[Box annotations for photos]
*****

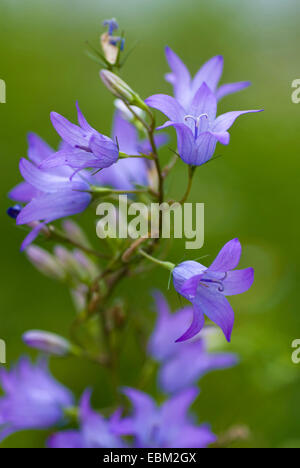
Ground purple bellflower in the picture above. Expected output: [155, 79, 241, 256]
[145, 83, 261, 166]
[8, 134, 91, 250]
[40, 103, 119, 173]
[95, 111, 167, 190]
[148, 292, 237, 393]
[118, 388, 216, 448]
[0, 358, 73, 440]
[172, 239, 254, 341]
[165, 47, 251, 108]
[48, 390, 125, 448]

*****

**WHAT THE TASK ASKS:** Set out every line of the records as a Markdown table with a "No." column for the row number and a "Line" column for the line itself, skipping any blank lines. Leave the pictures out.

**RESPONSE TO THIS TASK:**
| No. | Line |
|---|---|
| 1 | Ground purple bellflower in the picture above. Expected output: [155, 79, 241, 256] |
| 2 | [145, 83, 261, 166] |
| 3 | [8, 134, 91, 250] |
| 4 | [40, 103, 119, 173] |
| 5 | [95, 111, 167, 190] |
| 6 | [148, 292, 237, 393] |
| 7 | [118, 388, 216, 448] |
| 8 | [0, 358, 73, 440] |
| 9 | [172, 239, 254, 341] |
| 10 | [165, 47, 251, 108] |
| 11 | [48, 390, 125, 448] |